* [AIM OF THE EXERCISE]
The data must be returned in full and exactly as given.

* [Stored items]
§ §
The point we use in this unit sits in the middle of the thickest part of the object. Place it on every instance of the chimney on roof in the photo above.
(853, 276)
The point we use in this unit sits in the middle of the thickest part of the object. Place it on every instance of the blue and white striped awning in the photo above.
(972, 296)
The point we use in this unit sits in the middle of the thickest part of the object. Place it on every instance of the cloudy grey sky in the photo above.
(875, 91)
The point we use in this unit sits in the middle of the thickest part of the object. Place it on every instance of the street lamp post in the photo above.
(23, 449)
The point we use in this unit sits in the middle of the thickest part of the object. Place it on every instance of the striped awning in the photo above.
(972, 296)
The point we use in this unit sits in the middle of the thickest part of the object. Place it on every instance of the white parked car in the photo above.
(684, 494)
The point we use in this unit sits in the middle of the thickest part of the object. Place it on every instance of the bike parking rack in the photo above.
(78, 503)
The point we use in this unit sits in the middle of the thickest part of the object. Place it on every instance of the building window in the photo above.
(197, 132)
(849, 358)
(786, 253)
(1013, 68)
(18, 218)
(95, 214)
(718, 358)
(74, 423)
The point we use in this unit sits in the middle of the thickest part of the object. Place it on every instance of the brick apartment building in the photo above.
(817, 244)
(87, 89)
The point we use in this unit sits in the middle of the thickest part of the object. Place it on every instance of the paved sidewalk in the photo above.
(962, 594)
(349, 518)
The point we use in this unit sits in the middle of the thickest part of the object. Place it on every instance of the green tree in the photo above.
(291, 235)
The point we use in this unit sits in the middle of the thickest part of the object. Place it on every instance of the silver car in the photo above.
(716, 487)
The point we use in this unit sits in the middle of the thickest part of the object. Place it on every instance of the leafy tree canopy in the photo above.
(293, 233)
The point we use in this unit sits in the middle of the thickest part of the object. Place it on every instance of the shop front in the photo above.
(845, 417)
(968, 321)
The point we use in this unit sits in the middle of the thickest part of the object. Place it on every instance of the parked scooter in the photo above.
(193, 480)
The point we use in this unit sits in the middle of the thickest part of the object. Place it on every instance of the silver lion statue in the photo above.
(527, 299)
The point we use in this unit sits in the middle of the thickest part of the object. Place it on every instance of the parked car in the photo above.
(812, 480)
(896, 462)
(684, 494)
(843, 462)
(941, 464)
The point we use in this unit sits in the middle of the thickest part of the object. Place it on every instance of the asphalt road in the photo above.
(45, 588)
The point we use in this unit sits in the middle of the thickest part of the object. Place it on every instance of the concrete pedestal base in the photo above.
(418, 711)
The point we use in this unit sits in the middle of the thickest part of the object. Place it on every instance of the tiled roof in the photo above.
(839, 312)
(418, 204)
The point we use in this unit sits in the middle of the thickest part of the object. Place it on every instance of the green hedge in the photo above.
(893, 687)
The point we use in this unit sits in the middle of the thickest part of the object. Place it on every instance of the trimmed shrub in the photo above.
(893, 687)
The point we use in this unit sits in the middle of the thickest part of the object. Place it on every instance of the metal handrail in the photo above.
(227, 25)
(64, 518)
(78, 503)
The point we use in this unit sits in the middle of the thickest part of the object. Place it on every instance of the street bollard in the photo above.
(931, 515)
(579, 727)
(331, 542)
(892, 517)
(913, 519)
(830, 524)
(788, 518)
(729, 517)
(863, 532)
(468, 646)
§ §
* [EXPECTED OUTPUT]
The point we use in this unit sits in the middle of the thickest part of the object. Place it on every instance of the chimney on roof in the photo above.
(853, 276)
The point we use in this unit sits in the middle of the thickest part of the object. Place it on every instance of the blue and white striped awning in the photo above.
(972, 296)
The point we use in this unit sits in the middle of the thickest part of the object. Place it on every instance of the cloudy grey sky in the photo above.
(875, 91)
The point we use in this unit sits in the middle of the thickest part of the object. Place it on every instance of the street lamp post in the photo above.
(23, 449)
The point we use in this unit sits in the middle of the thickest part of the object. Place it on every instance of the striped awning in the photo above.
(972, 296)
The point we use in this unit sits in the middle of the thickest part of the object. Place it on every instance of the white parked car in the photo above.
(684, 494)
The point we use in this unit sits in the middle of the thickest part of the object. Place it on every instance of the bike parking rack in the photo above.
(78, 503)
The point we use in this unit sits in the middle of the thickest part of the object. Place it on every instance of the building window in the photo above.
(197, 132)
(849, 358)
(786, 253)
(1013, 68)
(18, 218)
(95, 214)
(718, 358)
(74, 423)
The point we use in this unit sits in the middle of the thickest part of the object. Place it on every instance of the brick apartment building in the photo above.
(817, 244)
(87, 89)
The point we use in this unit sits in the middle of the thickest part of the object. Place it on every instance of the paved sidewalk in the photo above.
(962, 594)
(349, 518)
The point we use in this unit sits in the middle of the thickest part of the object. Place it on every instance of the green tree in the photo above.
(291, 235)
The point we use in this unit sits in the middle of the thickest part of the object. Place it on every instance of the silver car in the photo above.
(716, 487)
The point we use in this unit sits in the middle of the thickest part of the object. Place it on every instance of the leafy tree canopy in the photo above.
(293, 233)
The point we use in this unit sits in the middle of the thickest part of the object. Place it on every instance of the shop front in the photo above.
(845, 417)
(968, 321)
The point we use in this unit sits in the middle of the thickest part of the object. Place it on every instance of the parked scooter in the photo above.
(193, 480)
The point we use in this unit sits in the middle of the thickest part of the object. Place it on every instance of the silver lion statue in the photo above.
(527, 299)
The point we use in this unit sits in the middle of the thickest part of the object. Place it on every instance of the parked car in the photo above.
(812, 480)
(896, 462)
(684, 494)
(843, 462)
(941, 464)
The point we use in this unit sits in the middle of the thickest part of the object. Place it on every instance of the asphalt road in the photo above.
(45, 588)
The point we use in this unit sits in the middle of the thickest part of the object. Place it on every instance of the concrete pedestal base in the photo above.
(418, 711)
The point we use in this unit sits in the middle of the thickest part of the object. Place it on every instance of the tiled roof in the photo above.
(839, 312)
(418, 204)
The point we use in this unit sits in the middle of the thickest part of the object. Place it on every instance of the green hedge in the photo above.
(893, 687)
The point we use in this unit sits in the middle of the thickest part of the object. Place it on every instance of the trimmed shrub in the photo above.
(893, 687)
The point we use in this unit sits in the middle of the thickest part of the object. Place it on every instance of the metal handrail in the photo above.
(227, 25)
(64, 518)
(78, 503)
The point we use in this unit sits in the middle of the thickest part of the object. Place it on every instance of the street bollard in the photo above.
(931, 515)
(579, 727)
(331, 542)
(892, 517)
(913, 519)
(830, 524)
(788, 518)
(729, 517)
(863, 532)
(468, 646)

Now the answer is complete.